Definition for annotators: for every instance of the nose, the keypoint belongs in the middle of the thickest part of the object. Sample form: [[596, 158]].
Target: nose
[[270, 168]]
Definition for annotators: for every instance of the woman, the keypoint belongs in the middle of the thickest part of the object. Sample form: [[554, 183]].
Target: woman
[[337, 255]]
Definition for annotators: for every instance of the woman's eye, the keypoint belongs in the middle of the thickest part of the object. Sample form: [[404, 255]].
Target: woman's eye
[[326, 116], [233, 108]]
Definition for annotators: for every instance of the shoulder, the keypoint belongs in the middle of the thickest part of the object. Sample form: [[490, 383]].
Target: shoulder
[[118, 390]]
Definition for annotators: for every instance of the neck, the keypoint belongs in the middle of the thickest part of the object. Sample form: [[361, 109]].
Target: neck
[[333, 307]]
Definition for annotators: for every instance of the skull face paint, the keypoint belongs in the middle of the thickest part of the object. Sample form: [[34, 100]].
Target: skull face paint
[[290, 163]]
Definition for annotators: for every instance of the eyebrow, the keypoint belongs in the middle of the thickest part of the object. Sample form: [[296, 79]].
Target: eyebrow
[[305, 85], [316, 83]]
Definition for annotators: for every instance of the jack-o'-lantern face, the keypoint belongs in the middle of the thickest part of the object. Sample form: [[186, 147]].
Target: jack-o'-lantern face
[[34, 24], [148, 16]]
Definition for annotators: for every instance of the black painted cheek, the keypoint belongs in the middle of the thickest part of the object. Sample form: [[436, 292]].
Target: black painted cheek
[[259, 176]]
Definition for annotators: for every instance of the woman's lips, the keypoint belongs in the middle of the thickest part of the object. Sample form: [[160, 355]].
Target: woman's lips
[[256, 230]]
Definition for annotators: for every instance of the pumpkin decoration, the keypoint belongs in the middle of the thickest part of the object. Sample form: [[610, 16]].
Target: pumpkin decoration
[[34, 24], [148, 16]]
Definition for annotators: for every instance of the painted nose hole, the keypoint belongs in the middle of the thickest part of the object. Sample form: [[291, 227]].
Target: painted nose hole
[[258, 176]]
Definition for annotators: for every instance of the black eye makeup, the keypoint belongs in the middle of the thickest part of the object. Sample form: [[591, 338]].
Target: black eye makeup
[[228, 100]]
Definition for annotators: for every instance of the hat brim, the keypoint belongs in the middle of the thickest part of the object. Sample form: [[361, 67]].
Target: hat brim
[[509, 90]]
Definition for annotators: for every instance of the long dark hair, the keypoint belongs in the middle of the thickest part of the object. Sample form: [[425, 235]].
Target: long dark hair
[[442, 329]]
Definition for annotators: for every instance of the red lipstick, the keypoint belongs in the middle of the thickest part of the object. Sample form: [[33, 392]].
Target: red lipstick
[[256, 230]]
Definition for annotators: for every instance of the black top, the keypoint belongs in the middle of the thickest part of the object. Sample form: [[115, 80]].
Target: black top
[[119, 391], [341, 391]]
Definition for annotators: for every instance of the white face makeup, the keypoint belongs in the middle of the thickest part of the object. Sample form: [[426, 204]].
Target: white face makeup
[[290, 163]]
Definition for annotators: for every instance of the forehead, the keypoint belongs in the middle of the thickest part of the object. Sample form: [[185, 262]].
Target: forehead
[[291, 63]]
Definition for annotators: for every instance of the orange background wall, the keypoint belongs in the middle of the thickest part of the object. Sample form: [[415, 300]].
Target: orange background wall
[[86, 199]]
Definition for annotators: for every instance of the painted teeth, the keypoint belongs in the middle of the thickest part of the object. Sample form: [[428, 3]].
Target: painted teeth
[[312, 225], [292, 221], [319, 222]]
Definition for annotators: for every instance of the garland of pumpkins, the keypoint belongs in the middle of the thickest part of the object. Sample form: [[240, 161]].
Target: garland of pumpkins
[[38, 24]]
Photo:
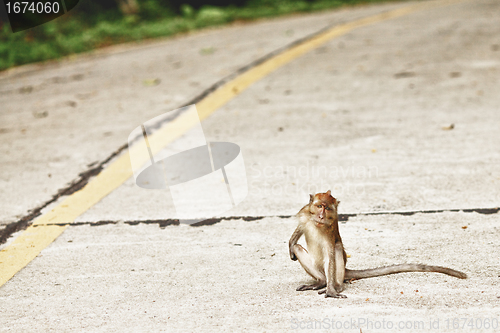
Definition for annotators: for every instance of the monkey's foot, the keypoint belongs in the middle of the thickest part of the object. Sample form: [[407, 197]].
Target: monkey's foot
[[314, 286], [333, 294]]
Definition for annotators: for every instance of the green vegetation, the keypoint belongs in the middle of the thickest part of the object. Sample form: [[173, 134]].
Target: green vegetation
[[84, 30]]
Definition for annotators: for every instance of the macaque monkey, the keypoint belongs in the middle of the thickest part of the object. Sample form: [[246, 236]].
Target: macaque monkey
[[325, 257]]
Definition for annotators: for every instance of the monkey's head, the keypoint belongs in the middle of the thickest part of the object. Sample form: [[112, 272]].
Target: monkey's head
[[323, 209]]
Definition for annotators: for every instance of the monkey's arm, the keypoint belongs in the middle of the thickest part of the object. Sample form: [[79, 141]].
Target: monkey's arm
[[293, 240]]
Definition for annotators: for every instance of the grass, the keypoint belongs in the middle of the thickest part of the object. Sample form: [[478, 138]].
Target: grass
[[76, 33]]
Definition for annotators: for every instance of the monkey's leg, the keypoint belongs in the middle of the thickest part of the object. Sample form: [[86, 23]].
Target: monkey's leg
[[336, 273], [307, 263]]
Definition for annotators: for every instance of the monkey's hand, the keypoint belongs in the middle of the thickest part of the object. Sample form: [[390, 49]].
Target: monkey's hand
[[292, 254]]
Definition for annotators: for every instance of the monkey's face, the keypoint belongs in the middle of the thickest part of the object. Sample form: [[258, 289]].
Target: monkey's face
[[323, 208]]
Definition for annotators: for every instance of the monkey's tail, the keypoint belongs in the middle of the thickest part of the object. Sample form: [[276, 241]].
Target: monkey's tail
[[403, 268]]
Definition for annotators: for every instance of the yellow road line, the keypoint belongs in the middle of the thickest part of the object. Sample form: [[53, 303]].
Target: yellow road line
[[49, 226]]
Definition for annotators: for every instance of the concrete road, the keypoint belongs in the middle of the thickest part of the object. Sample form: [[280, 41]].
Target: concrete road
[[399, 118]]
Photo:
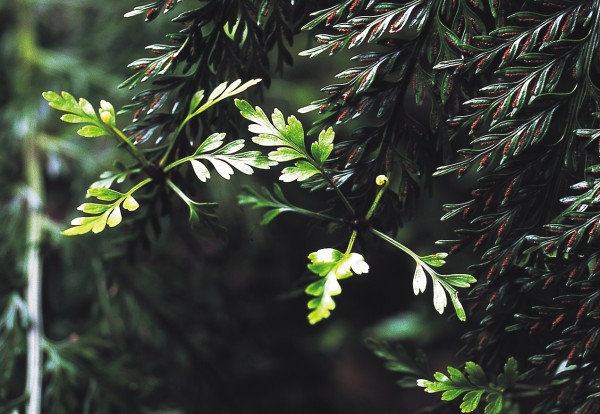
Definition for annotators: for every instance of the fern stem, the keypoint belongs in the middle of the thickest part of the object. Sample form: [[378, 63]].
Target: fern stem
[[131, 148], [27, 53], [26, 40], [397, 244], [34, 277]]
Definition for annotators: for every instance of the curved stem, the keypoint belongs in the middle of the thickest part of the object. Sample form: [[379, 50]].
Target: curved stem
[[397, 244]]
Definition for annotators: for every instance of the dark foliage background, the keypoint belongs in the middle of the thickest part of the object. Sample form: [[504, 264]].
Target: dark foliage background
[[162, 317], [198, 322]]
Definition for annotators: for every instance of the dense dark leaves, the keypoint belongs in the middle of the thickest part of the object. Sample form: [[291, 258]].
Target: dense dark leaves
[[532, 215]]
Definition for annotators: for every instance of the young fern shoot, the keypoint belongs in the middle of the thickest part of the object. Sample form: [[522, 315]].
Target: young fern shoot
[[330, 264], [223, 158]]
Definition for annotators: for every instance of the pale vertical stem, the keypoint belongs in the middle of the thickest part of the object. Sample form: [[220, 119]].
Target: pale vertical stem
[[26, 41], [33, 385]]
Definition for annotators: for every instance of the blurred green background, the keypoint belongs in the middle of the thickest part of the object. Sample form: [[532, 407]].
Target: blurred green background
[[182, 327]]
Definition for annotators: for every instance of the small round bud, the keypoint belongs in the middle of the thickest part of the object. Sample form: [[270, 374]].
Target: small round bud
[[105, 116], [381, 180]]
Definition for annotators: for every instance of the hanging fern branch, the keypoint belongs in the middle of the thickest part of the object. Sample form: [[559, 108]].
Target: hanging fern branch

▬▬▬▬▬▬

## What you are asked to do
Write out every one of the lines above word for word, and leave the pictures out of your answer.

## Completed exercise
Definition for annotators: for every instance of the nose, the keypoint belongs in the middle of the thickest part of the object. Sample form: [[596, 158]].
Target: nose
[[270, 168]]
Definition for annotators: for every instance of the woman, the keypoint belongs in the middle of the thickest part of the object. Sample form: [[554, 183]].
Target: woman
[[337, 255]]
Definition for annotators: for every instance of the woman's eye, the keypoint belongs in the middle of the thickest part of the object. Sample form: [[404, 255]].
Target: woman's eye
[[326, 116], [233, 108]]
Definition for annotators: for every instance of the shoulder, the keypoint belongs in the middle of the thickest part of the object. Sample form: [[490, 383]].
Target: shoulder
[[118, 390]]
Definition for annotators: for every instance of the neck, the keypoint belongs in the middle of the thickest part of the object. Sample form: [[361, 109]].
Target: neck
[[333, 307]]
Definition for annotators: for every instance of the skull face paint, the keypoint belongs in the middle of the thickest part of the object. Sample form: [[34, 100]].
Target: skull face paint
[[290, 163]]
Definition for annotators: for every instance of the eyebrow, the keypoint belongs in the middle of the thickest part of the object. Sample form: [[296, 79]].
Target: eyebrow
[[305, 85], [316, 83]]
Definition for annotators: for every instance of the jack-o'-lantern face, the keypoint belongs in the middle of the thickest part of the object. Sample form: [[186, 147]].
Target: jack-o'-lantern face
[[34, 24], [148, 16]]
Definition for annotators: for every instance of the black painted cheek, the keypoint belongs in the middle of the thickest part of the object. Sample form: [[436, 292]].
Target: black painted cheek
[[259, 176]]
Definition for annotators: for every instance of the woman's lips, the keypoint belongs in the middle of the thickest part of the object. Sample form: [[160, 355]].
Target: woman's lips
[[256, 230]]
Definition for annotators: for every instance of the pumpkin decoration, the keypoint belongs in the middle of the thickest part of the object. Sample form: [[610, 16]].
Target: pumpkin decoration
[[34, 24], [148, 16]]
Definition for annotators: for every instance of the painted nose hole, the keypoint belongs in the middle of the thickest part of the object. Sample form: [[291, 227]].
Target: painted nose hole
[[258, 176]]
Definition for annotators: for every instance of the black eye makeup, the keypoint belongs in the middle of the thickest part of the object. Sample form: [[591, 338]].
Target: black eye makeup
[[228, 100]]
Definition for annotators: for every instance of the hat brim, the keypoint belongs in the middle of the thickest part of the object. Sample form: [[361, 67]].
Target: hat brim
[[509, 90]]
Definition for annotators: for every instance of the long dark hair, the keypoint belongs in the middle of the thickest part of the object. Sample form: [[425, 235]].
Target: long dark hair
[[442, 329]]
Definition for annotators: for every instance of the red lipstick, the keypoint belongs in the middle of the thickest part of the object. Sample form: [[33, 392]].
Target: red lipstick
[[256, 230]]
Definition for annotators: for every instance of the black top, the keypoint belongs in the middle of the thickest part of the object. Sample form: [[115, 80]].
Target: black top
[[119, 391], [341, 391]]
Definition for annotators: for every instance of the white face makeup, the keypoint belongs in the middle of the thickest part of the object. Sample form: [[426, 204]].
Target: white face makeup
[[290, 163]]
Definition for annotators: for every instance of the forehead, the keypoint belongs in the middle of the thickest part of the object. Sample form: [[185, 262]].
Target: forehead
[[291, 63]]
Definition for annotators: for every instance of the orange background wall, the keypoint belongs in the middle of the thickest part of the object. Sample form: [[415, 300]].
Target: orange background wall
[[86, 199]]
Definition for annotators: for every instance of the painted teeth, the keypoint belongs in the middle of the thickest part of the object. Sample form: [[428, 3]].
Target: painted teeth
[[312, 225], [292, 221], [319, 222]]
Definition for annotators: for every instance of the garland of pumpkins, the keypoint belongs in the middle of the thickest part of the object. Sample form: [[240, 161]].
Target: garland of pumpkins
[[38, 24]]
Photo:
Definition for annotators: for every instance of the monkey's foot, the keypoint belongs in the middle of the thickest part of the object. Sample form: [[407, 197]].
Target: monkey's foot
[[314, 286], [333, 294]]
Definition for annotators: for every instance of the green vegetation, the keypoint belongs in the middle of the thickest part of the object. Sample form: [[173, 134]].
Target: green vegetation
[[84, 30]]
Definition for annotators: for every instance of the macaque monkey, the keypoint belongs in the middle of the thickest part of the object. Sample form: [[246, 236]].
Target: macaque monkey
[[325, 257]]
Definition for annotators: for every instance of the monkey's head, the keypoint belongs in the middle of the thickest part of the object. Sample form: [[112, 272]].
Target: monkey's head
[[323, 209]]
Definition for annotators: for every instance of the monkey's arm, the keypoint belongs in the middle of the thickest part of the object. Sample form: [[79, 141]].
Target: monkey's arm
[[293, 240]]
Definition for annotators: for every instance of the grass, the keypoint belongs in the middle of the thickest part of the object. Sample form: [[478, 138]].
Target: grass
[[76, 33]]
Definition for annotators: for every instance of the monkey's leg, the keypoint belongs in the middle of the thickest part of the object. Sample form: [[86, 23]].
Target: monkey's leg
[[336, 273], [307, 263]]
Definition for annotators: for every instance of the monkey's hand, the keypoint belongs in the middle of the thickest part of the object. Sample form: [[390, 49]].
Target: monkey's hand
[[292, 254]]
Definition for annotators: for every instance of the monkey's face, the keypoint belongs in the middle of the thickest part of the object. Sample form: [[258, 289]].
Target: monkey's face
[[323, 208]]
Definition for annotators: for every instance of the monkey's tail, the keypoint belongs in the middle of the thickest part of the object. Sample form: [[276, 241]].
Target: monkey's tail
[[403, 268]]
Definition for annotators: for every instance of the yellow road line, the keypoint belongs in the middle of the thickest part of the object. Sample form: [[53, 303]].
Target: yellow road line
[[49, 226]]
Definition for annotators: for every instance of the concrete road, the keypoint belongs in the middle of the thickest part of the object. Sample form: [[280, 41]].
Target: concrete road
[[399, 118]]
Photo:
Definition for annotators: for every instance of the fern stem, the keypoint belongs in the middle of the thickest part of the object. Sample form: [[378, 63]].
Target: fern stem
[[131, 148], [27, 53], [26, 40], [397, 244], [34, 277]]
Definition for annotators: for every instance of the curved stem, the keypoint belongs in the middle of the thickest part of the object. Sample form: [[379, 50]].
Target: curved stem
[[397, 244]]
Definition for annotators: for every instance of the dark foliage background, the keypoint belongs in the middle of the thickest part of the object. Sample form: [[504, 264]].
Target: dark foliage background
[[162, 317], [198, 322]]
Definition for annotators: for every instance of the dense dark leaves, the keypoint belongs in the middle of the thickest part of the object. Sample form: [[291, 258]].
Target: dense dark leaves
[[532, 215]]
Definition for annotators: for every instance of the young fern shoot, the keypoint belongs in the middle of the thickest part of the object. Sample form: [[522, 315]].
Target: young fern shoot
[[330, 264], [223, 158]]
Definition for annotators: for every instance of the pale vertical stem, the keypoint belongs in the middle of the thickest part of the object. Sample form: [[220, 119]].
Target: pale vertical stem
[[26, 41], [33, 385]]
Definition for annotators: for every instance of the blurred green background, the keypoint belongs in the middle of the thickest part of the object. Sample form: [[532, 407]].
Target: blurred green background
[[182, 327]]
Definition for annotators: for every instance of the small round bud, the keypoint belongs in the middle of the thickest part of the object. Sample form: [[270, 374]].
Target: small round bud
[[105, 116], [381, 180]]
Definition for annotators: for every instance of the hanging fern branch, the keypoint belongs in the middle of the thickest part of the object. Sample form: [[559, 108]].
Target: hanging fern branch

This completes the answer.